**TRY IT**:
Reproduce the research statement word for word, from "My approach is" up to and including "in living cells.".

My research aims at developing precision molecular therapeutics that derive information from the patterns in “big data” of our physiological signals and of the underlying (epi)genomic markers (Think of the epigenome as the regulatory layer atop the genome). To accomplish this, I interrogate gene regulatory networks at different granularites and using different tools from my toolchest. These include machine learning, nanofabrication, and synthetic biology.
My systems-based integrated approach to decipher the language of both healthy and diseased cells, combines both external attributes (e.g., cell forces, physiology) and genomic features. This results in precise, predictive, and personalized interventions for health and longevity.
My approach is interdisciplinary in that it combines Computer Engineering in the form of leading edge, predictive machine learning (ML) algorithms to hack the “language of living cells”, unraveling why and how they malfunction (e.g., perturbed regulatory networks), and Biological Engineering and Nanoscale Fabrication to validate my hypotheses using engineered nanoscale sensors for perceiving the changes in living cells.
Data Engineering Aspect: In my domain, a single accuracy metric affords an incomplete description of many real-world situations. Other important outcomes, both in healthcare and in digital agriculture, are privacy, interpretability, and scalability. Thus, I also collaborate with experts in distributed computing and privacy, to engineer frameworks to fertilize the entire ecosystem of creating efficient pipelines for development, deployment, and testing of genomics algorithms. This involves significant data engineering using technologies such as noSQL databases (e.g., Cassandra, MongoDB), HPC frameworks (e.g., Hadoop, Apache Spark and Kafka), and high-level programming language abstractions and libraries. A vast swath of the algorithms and pipelines that we are building will hack the regulatory codes of living cells, decipher the patterns and encodings latent in high-dimensional epigenomic data spaces, and then speed up the ``learning'' process through distributed implementations.
I am also starting to apply some of these data engineering principles to problems in digital agriculture and sustainability by collaborating with domain-scientists at Purdue.

**RECORD EXTRACTS**:
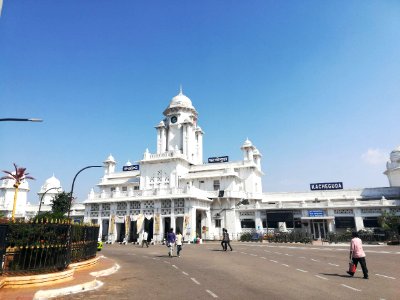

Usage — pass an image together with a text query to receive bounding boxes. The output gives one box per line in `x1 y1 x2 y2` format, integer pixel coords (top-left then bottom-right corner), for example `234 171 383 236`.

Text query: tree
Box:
51 192 72 215
0 163 35 222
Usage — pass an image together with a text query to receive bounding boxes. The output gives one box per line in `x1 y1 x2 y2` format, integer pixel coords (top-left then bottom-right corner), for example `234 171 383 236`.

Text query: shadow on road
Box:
319 273 352 278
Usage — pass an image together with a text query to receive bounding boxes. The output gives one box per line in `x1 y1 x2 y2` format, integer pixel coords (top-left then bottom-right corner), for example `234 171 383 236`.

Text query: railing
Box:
0 222 99 275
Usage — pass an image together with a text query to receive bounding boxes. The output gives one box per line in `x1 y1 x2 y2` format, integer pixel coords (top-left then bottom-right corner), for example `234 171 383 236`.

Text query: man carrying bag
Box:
347 232 368 279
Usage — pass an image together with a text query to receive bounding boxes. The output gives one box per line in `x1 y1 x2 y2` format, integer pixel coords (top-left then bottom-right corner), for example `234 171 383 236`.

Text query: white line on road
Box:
328 263 339 267
190 277 200 285
375 274 396 279
296 269 308 273
206 290 218 298
341 283 361 292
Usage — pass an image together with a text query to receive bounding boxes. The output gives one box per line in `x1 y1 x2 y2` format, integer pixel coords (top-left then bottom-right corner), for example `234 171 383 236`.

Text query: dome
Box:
169 90 193 108
390 147 400 162
104 154 115 163
242 138 253 148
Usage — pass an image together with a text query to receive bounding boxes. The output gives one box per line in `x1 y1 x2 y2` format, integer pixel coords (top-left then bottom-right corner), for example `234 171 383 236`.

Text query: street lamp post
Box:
0 118 43 122
68 166 103 219
38 186 61 215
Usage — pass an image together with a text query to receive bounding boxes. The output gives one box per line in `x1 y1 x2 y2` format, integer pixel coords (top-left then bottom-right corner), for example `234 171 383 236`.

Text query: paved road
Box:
60 243 400 300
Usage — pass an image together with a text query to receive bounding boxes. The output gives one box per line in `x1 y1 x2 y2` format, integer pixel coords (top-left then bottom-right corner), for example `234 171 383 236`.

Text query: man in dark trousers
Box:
347 231 368 279
221 228 232 251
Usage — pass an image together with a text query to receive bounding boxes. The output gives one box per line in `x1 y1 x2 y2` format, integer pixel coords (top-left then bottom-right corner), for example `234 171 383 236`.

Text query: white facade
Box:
84 90 400 242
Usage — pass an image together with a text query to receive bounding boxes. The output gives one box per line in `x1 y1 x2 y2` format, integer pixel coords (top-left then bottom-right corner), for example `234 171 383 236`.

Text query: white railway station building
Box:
84 91 400 242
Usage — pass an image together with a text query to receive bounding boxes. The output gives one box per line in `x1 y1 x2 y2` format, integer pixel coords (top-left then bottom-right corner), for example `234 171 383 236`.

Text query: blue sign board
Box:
308 210 324 217
208 156 229 163
310 182 343 191
122 165 139 172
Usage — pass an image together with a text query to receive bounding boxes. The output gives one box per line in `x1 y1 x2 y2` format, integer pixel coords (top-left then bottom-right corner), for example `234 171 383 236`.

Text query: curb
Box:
33 279 103 300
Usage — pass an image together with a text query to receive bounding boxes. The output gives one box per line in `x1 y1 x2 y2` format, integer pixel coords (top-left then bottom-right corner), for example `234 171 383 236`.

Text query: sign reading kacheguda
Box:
310 182 343 191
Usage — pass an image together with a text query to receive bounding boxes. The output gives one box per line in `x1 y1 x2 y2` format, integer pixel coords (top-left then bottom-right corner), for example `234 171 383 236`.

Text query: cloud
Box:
361 149 389 165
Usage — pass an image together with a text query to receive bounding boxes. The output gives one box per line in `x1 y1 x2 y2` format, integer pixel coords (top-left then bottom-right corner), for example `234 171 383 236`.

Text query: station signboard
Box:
310 182 343 191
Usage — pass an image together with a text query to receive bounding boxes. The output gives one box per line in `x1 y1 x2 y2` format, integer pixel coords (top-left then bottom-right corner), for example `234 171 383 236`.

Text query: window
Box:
335 217 356 228
240 219 256 228
214 180 220 191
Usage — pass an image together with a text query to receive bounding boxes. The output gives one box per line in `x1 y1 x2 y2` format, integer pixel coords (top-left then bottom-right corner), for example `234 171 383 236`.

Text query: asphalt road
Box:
59 242 400 300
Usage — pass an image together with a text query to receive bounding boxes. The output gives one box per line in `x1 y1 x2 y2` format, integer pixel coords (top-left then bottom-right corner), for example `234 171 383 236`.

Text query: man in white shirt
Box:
142 230 149 248
175 231 183 257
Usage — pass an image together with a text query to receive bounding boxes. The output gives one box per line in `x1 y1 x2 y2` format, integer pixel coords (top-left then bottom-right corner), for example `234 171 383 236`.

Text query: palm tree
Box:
0 163 35 222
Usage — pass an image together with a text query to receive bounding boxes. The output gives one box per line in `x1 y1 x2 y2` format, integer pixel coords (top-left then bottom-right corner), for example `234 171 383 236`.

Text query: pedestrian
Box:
167 228 176 257
222 228 232 251
175 230 183 257
142 230 149 248
221 228 226 251
347 231 368 279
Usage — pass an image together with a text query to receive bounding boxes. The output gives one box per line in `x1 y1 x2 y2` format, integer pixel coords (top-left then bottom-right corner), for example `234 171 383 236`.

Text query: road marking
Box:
190 277 200 285
206 290 218 298
375 274 396 279
341 283 361 292
328 263 339 267
296 269 308 273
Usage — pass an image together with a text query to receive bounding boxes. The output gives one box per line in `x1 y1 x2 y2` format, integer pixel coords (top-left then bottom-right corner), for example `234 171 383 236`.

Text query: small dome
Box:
390 147 400 162
169 90 193 108
242 138 253 148
104 154 115 163
253 148 262 156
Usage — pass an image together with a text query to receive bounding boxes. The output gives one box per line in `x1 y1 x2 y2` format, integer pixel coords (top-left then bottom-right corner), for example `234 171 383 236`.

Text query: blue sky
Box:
0 0 400 202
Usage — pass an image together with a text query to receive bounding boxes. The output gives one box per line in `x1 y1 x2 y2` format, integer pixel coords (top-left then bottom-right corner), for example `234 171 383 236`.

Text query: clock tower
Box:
156 88 203 164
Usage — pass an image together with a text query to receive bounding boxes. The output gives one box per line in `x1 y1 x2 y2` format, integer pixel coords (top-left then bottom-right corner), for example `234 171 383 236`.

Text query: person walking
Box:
142 230 149 248
347 231 368 279
167 228 176 257
175 230 183 257
222 228 232 251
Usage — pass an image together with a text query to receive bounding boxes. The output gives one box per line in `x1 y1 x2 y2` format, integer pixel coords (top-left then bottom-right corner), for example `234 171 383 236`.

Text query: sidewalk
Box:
0 255 119 300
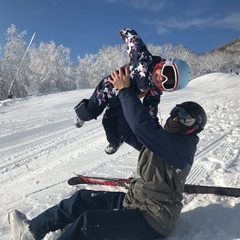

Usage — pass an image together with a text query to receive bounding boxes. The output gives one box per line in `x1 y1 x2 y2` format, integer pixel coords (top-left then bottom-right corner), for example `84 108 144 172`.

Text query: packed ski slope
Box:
0 73 240 240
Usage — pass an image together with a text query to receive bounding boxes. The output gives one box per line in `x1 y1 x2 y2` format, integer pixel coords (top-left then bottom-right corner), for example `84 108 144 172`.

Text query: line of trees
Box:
0 24 240 100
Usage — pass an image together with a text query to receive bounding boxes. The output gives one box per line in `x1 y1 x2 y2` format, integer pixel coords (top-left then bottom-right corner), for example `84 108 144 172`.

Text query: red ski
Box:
68 175 240 197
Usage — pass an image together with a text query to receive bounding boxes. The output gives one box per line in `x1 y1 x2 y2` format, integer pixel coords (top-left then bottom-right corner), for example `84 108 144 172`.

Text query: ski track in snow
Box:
0 73 240 240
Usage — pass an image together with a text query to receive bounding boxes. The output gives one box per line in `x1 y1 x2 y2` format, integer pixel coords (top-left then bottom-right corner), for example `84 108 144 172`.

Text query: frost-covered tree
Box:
2 24 28 97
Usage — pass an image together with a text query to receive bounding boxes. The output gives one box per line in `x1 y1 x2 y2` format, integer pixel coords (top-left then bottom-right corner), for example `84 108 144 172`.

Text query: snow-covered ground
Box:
0 73 240 240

**PROBLEM SOLUTION**:
My approach is interdisciplinary in that it combines Computer Engineering in the form of leading edge, predictive machine learning (ML) algorithms to hack the “language of living cells”, unraveling why and how they malfunction (e.g., perturbed regulatory networks), and Biological Engineering and Nanoscale Fabrication to validate my hypotheses using engineered nanoscale sensors for perceiving the changes in living cells.